- [Zu lösende Aufgaben]
- A) Schreiben Sie aus dem Textauszug den Abschnitt von „Vor über 30“ bis „eigentlich Ewigkeitswert haben?“ wortgetreu ab.
- B) Geben Sie anhand des Textauszugs an, in welchem Jahr der Autor von „Tote und Tattoo“ geboren wurde.

Vor über 30 Jahren habe ich einmal eine Journalismus-Buchreihe mit illustren Autoren wie Herbert Riehl-Heyse, Hermann Schreiber und Jürgen Leinemann herausgegeben. Deren Texte, so glaubte ich damals, seien es wert, „über den Tag hinaus“ aufbewahrt zu werden. Heutzutage bin ich mir da nicht mehr ganz so sicher (obwohl ich nach wie vor stolz bin, dass es diese Bücher gibt), auch wenn viele von ihnen ausgesprochen gut gealtert sind, was auch daran liegt, dass sie häufig Grundsätzliches thematisierten, und die Autoren exzellente Schreiber waren. Bei der vorliegenden Texte-Sammlung weiss ich nicht so recht, wie ich sie ’sub specie aeternitatis‘ einschätzen soll, doch hat sie mich bestens unterhalten und einiges gelehrt – und das kann ich nur von wenigen Büchern sagen. Und überhaupt: Warum sollen Bücher eigentlich Ewigkeitswert haben?
Der etwas bemüht originelle Titel Tote und Tattoo mag ein Hinweis darauf sein, die vorliegenden Texte des 1973 geborenen Autors, unter anderem Kolumnist für ‚Titanic‘ und die Zürcher ‚WOZ‘ (eine wahrhaft gelungene Kombination!), nicht allzu ernst zu nehmen, was beim Einstiegstext ‚Schreckschraube und Wunderkind‘ recht mühelos gelingt, denn wer, ums Himmels Willen, interessiert sich schon für Sandra Maischberger oder Christiane Hörbiger? Andererseits: Die Absurdität der Fernsehunterhaltung ist selten besser geschildert worden. Dabei weist Autor Gärtner auch auf die von Hitler stammende Maxime, „eine Lüge müsse nur unverschämt genug sein, um mit Sicherheit geglaubt zu werden“ hin – sie ersetzt ganze akademische Bücherstapel zu diesem Thema.

- [Datenzeilen]
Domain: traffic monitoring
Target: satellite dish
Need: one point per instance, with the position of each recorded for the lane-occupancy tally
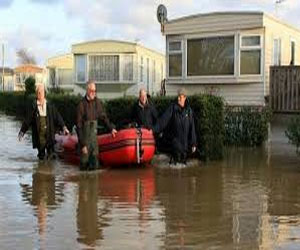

- [Lösungen der Aufgaben]
- A)
Vor über 30 Jahren habe ich einmal eine Journalismus-Buchreihe mit illustren Autoren wie Herbert Riehl-Heyse, Hermann Schreiber und Jürgen Leinemann herausgegeben. Deren Texte, so glaubte ich damals, seien es wert, „über den Tag hinaus“ aufbewahrt zu werden. Heutzutage bin ich mir da nicht mehr ganz so sicher (obwohl ich nach wie vor stolz bin, dass es diese Bücher gibt), auch wenn viele von ihnen ausgesprochen gut gealtert sind, was auch daran liegt, dass sie häufig Grundsätzliches thematisierten, und die Autoren exzellente Schreiber waren. Bei der vorliegenden Texte-Sammlung weiss ich nicht so recht, wie ich sie ’sub specie aeternitatis‘ einschätzen soll, doch hat sie mich bestens unterhalten und einiges gelehrt – und das kann ich nur von wenigen Büchern sagen. Und überhaupt: Warum sollen Bücher eigentlich Ewigkeitswert haben?

- B) Im Jahr 1973.